— TEXT EXCERPT —
Were any other parents out there confused by the Times’ op-ed pages today? First we have Harlan Coben, in a piece called “The Undercover Parent,” telling us to install spyware on our kids’ computers to monitor their keystrokes in online chat rooms. “One friend of mine, using spyware to monitor his college-bound, straight-A daughter, found out that not only was she using drugs but she was sleeping with her dealer,” Coben reports. The contemporary twist? We’re supposed to tell them we’re monitoring them. “One of the most popular arguments against spyware is the claim that you are reading your teenager’s every thought, that in today’s world, a computer is the little key-locked diary of the past,” Coben writes. “But posting thoughts on the Internet isn’t the same thing as hiding them under your mattress.” (Maybe not, but would you read your teenager’s love letters?)

(Data records)
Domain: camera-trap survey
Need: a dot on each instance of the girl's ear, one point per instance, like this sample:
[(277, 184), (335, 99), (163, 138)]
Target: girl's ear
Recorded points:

— STATED EXERCISE 1 —
Reproduce the whole passage on parents using spyware word for word.
— STATED EXERCISE 2 —
Rewrite all the entries with "camera-trap survey" changed to "field survey", leaving everything else as it is.

— WRITTEN REPLY 1 —
Were any other parents out there confused by the Times’ op-ed pages today? First we have Harlan Coben, in a piece called “The Undercover Parent,” telling us to install spyware on our kids’ computers to monitor their keystrokes in online chat rooms. “One friend of mine, using spyware to monitor his college-bound, straight-A daughter, found out that not only was she using drugs but she was sleeping with her dealer,” Coben reports. The contemporary twist? We’re supposed to tell them we’re monitoring them. “One of the most popular arguments against spyware is the claim that you are reading your teenager’s every thought, that in today’s world, a computer is the little key-locked diary of the past,” Coben writes. “But posting thoughts on the Internet isn’t the same thing as hiding them under your mattress.” (Maybe not, but would you read your teenager’s love letters?)

— WRITTEN REPLY 2 —
Domain: field survey
Need: a dot on each instance of the girl's ear, one point per instance, like this sample:
[(277, 184), (335, 99), (163, 138)]
Target: girl's ear
Recorded points:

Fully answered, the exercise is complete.